------ PROVIDED RECORDS ------

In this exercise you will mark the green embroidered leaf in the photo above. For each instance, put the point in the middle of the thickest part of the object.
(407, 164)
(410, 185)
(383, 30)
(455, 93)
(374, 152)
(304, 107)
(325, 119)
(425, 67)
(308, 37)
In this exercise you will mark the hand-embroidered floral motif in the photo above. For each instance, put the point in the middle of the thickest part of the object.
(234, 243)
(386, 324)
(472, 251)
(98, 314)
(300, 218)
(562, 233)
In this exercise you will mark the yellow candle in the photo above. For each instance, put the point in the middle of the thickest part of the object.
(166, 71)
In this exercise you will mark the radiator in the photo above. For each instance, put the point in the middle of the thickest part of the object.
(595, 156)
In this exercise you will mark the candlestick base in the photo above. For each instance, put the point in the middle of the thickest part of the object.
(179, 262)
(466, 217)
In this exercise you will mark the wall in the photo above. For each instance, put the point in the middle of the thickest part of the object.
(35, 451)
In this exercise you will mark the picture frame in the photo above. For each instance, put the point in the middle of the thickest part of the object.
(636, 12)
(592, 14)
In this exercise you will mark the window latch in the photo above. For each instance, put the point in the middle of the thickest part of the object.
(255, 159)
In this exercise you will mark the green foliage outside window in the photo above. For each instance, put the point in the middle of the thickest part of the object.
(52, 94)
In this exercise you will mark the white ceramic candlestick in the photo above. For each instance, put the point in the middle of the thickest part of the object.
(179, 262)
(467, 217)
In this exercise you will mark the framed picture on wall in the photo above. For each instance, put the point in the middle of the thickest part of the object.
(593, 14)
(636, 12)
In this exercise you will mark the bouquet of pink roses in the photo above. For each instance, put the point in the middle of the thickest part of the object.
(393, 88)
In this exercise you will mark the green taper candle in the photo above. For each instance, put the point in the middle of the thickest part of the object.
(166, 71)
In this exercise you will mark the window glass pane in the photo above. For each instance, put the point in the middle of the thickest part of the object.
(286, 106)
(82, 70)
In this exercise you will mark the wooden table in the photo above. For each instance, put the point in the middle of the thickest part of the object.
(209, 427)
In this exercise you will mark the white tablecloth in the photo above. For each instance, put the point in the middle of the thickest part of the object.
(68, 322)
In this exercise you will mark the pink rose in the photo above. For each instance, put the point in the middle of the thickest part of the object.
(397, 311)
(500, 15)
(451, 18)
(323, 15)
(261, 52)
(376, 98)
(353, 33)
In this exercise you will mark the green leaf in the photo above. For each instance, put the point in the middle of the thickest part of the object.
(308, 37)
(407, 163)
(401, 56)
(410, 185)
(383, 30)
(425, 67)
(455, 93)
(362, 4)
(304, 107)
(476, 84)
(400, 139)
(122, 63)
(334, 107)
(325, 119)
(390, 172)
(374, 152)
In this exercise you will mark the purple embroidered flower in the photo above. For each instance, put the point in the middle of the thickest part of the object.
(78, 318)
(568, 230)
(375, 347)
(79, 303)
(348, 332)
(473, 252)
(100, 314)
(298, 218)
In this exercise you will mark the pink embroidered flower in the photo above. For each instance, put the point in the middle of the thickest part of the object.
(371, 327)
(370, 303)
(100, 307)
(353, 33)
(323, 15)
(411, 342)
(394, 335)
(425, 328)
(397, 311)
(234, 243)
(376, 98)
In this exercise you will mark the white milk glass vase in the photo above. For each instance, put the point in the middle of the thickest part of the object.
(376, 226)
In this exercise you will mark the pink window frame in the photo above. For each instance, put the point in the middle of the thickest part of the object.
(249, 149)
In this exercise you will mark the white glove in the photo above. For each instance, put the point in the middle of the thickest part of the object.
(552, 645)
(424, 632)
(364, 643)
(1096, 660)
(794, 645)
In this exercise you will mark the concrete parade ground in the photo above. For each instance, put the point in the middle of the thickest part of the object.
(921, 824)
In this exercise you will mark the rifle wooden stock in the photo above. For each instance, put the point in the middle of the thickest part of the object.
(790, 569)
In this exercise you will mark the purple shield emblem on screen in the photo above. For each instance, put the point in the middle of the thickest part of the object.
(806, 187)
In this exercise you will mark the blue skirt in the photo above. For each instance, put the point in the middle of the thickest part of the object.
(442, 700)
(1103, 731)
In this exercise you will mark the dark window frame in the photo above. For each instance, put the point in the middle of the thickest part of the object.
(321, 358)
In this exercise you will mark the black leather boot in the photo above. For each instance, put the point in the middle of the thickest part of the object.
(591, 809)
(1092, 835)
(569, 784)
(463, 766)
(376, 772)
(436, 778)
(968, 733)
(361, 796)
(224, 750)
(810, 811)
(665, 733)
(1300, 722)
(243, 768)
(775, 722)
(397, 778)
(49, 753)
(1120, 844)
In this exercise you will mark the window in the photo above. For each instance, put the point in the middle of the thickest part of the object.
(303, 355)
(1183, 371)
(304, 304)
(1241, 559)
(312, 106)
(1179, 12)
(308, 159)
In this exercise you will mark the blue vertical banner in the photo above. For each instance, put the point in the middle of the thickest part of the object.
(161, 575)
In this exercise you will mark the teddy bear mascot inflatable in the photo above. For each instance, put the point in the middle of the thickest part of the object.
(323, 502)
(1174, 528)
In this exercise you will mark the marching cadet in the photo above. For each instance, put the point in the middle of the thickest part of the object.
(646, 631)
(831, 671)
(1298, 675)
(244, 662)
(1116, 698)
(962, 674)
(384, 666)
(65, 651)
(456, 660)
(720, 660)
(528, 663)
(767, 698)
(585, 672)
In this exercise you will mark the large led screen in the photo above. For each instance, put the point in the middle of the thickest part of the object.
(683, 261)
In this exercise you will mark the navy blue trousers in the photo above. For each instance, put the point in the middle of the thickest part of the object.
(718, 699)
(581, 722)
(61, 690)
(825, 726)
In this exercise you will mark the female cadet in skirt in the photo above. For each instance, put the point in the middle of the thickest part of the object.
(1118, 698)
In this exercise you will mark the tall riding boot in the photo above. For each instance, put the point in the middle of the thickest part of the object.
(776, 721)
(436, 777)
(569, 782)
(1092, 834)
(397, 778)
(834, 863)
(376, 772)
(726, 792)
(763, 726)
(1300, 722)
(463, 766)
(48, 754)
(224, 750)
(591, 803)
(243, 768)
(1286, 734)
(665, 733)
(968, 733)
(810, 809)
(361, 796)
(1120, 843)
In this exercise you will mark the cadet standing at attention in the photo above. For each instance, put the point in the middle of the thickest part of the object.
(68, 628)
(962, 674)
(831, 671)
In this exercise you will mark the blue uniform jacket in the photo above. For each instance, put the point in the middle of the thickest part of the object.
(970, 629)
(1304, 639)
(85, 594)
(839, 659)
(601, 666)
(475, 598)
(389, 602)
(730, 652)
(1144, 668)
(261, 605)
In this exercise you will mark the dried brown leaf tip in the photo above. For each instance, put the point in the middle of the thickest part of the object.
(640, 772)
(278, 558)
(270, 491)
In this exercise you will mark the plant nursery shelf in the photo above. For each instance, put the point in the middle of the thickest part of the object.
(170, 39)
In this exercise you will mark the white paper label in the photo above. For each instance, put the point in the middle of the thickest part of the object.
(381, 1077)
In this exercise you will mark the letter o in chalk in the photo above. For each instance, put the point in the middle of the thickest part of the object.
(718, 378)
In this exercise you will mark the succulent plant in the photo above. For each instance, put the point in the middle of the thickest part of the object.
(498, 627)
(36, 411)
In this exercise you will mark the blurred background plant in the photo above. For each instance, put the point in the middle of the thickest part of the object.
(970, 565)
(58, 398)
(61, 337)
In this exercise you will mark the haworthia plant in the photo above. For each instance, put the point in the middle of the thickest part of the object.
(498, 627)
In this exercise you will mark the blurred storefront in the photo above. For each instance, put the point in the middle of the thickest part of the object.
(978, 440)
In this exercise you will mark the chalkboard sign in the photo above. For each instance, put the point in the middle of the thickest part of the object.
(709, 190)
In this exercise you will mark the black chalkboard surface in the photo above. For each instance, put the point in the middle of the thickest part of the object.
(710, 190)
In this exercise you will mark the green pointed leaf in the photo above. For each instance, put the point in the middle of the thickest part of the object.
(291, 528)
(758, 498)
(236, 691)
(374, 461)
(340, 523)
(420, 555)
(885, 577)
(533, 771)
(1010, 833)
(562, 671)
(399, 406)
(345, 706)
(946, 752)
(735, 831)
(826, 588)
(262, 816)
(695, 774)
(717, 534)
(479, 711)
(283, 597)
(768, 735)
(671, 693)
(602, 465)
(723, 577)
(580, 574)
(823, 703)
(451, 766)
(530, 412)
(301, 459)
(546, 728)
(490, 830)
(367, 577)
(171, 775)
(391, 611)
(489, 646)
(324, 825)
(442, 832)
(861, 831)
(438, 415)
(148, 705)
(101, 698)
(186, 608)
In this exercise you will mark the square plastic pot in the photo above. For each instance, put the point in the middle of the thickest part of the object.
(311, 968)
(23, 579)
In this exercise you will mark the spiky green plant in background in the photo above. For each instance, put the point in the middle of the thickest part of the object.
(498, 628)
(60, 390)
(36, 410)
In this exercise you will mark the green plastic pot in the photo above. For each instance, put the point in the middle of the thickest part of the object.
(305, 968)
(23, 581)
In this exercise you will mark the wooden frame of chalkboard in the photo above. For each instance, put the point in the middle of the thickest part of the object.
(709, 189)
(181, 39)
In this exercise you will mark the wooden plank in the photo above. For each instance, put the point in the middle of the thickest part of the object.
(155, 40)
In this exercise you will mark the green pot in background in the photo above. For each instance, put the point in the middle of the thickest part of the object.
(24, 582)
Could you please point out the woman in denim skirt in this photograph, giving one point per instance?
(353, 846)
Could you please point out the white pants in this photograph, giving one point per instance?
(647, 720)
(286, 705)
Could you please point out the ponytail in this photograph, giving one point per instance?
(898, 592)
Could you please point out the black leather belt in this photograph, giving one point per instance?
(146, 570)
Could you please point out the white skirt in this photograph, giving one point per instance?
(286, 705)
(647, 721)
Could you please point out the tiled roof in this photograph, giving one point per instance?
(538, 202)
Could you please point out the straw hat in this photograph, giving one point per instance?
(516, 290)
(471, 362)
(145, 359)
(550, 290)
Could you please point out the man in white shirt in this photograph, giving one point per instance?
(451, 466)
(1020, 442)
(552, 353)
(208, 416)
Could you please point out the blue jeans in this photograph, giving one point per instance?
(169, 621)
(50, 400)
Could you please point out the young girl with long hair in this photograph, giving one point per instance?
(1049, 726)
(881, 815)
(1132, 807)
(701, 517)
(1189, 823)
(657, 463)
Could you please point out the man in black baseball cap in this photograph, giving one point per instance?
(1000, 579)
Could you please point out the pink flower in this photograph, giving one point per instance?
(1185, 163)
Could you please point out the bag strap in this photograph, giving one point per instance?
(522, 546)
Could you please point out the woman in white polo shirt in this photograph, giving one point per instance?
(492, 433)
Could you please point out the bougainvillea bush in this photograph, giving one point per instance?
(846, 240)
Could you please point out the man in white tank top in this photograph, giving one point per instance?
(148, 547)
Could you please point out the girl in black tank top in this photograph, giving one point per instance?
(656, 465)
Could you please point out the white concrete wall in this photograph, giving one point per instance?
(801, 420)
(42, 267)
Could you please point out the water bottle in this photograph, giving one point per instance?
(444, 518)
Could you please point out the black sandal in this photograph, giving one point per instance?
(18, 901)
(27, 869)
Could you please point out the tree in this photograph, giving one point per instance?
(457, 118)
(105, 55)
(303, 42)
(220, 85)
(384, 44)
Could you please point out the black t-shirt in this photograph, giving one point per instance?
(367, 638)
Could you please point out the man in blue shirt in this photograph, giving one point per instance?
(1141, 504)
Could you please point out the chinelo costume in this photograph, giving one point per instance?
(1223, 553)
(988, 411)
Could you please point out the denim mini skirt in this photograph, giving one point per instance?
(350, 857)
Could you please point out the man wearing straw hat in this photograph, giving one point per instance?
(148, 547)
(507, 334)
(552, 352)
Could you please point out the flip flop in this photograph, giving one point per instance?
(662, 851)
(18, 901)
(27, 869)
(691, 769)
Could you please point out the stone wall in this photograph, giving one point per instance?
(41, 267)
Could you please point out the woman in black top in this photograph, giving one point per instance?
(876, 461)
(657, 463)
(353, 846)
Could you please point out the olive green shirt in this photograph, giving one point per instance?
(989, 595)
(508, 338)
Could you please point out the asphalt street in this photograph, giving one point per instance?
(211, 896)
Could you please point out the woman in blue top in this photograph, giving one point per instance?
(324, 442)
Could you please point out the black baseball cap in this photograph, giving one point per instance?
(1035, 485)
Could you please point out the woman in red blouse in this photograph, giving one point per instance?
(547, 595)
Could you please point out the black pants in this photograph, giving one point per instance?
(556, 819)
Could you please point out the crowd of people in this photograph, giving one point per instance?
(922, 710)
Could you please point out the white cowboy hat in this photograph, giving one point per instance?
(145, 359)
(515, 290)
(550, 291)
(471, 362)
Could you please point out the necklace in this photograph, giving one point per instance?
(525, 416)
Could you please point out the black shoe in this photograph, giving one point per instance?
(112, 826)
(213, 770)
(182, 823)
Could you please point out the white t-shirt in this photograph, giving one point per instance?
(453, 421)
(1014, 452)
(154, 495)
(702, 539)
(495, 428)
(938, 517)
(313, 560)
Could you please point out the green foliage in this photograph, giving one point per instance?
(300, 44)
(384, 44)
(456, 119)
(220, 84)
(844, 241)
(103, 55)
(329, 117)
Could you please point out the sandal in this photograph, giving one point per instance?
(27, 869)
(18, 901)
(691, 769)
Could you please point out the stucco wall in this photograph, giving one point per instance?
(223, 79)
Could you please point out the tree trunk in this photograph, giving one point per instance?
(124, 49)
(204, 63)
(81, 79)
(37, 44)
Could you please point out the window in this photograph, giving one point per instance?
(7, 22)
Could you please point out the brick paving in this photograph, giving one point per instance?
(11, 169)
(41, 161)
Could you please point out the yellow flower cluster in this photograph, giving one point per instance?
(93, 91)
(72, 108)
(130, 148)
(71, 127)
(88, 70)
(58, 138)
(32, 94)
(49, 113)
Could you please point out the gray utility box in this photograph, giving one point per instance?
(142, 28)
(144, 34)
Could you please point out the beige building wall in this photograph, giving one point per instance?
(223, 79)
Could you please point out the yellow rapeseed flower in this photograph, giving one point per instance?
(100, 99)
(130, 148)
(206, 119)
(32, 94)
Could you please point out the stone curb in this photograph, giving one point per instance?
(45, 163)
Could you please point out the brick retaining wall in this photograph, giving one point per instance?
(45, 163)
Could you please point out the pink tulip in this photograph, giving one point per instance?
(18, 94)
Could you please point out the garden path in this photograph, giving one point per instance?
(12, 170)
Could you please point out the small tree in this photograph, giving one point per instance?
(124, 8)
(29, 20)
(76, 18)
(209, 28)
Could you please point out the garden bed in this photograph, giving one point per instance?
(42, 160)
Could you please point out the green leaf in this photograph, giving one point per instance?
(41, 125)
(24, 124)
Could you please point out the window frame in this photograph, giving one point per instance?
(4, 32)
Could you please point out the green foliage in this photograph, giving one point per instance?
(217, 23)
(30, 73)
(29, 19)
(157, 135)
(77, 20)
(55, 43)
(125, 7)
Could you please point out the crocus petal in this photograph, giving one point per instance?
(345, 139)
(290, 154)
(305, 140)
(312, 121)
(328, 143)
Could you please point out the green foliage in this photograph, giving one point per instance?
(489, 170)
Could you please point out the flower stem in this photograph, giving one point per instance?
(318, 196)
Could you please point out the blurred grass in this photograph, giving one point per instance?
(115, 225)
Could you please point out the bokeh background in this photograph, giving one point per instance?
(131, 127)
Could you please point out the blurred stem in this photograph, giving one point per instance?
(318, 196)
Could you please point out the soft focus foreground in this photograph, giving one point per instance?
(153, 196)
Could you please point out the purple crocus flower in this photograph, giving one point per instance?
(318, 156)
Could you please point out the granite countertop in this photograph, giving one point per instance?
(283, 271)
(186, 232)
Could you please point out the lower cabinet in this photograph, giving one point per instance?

------

— EXERCISE BRIEF —
Starting with the line that contains "Could you please point out the soft", return each line through the last one of the data above, exactly as written and nothing more.

— COMPLETED EXERCISE —
Could you please point out the soft focus foreground in this photograph, giving one point per instance?
(153, 196)
Could you please point out the purple crocus flower in this photograph, giving one point per instance?
(318, 156)
Could you please point out the granite countertop in this photograph, giving one point per instance?
(283, 271)
(186, 232)
Could you please point out the lower cabinet in this photograph, giving one point per instance?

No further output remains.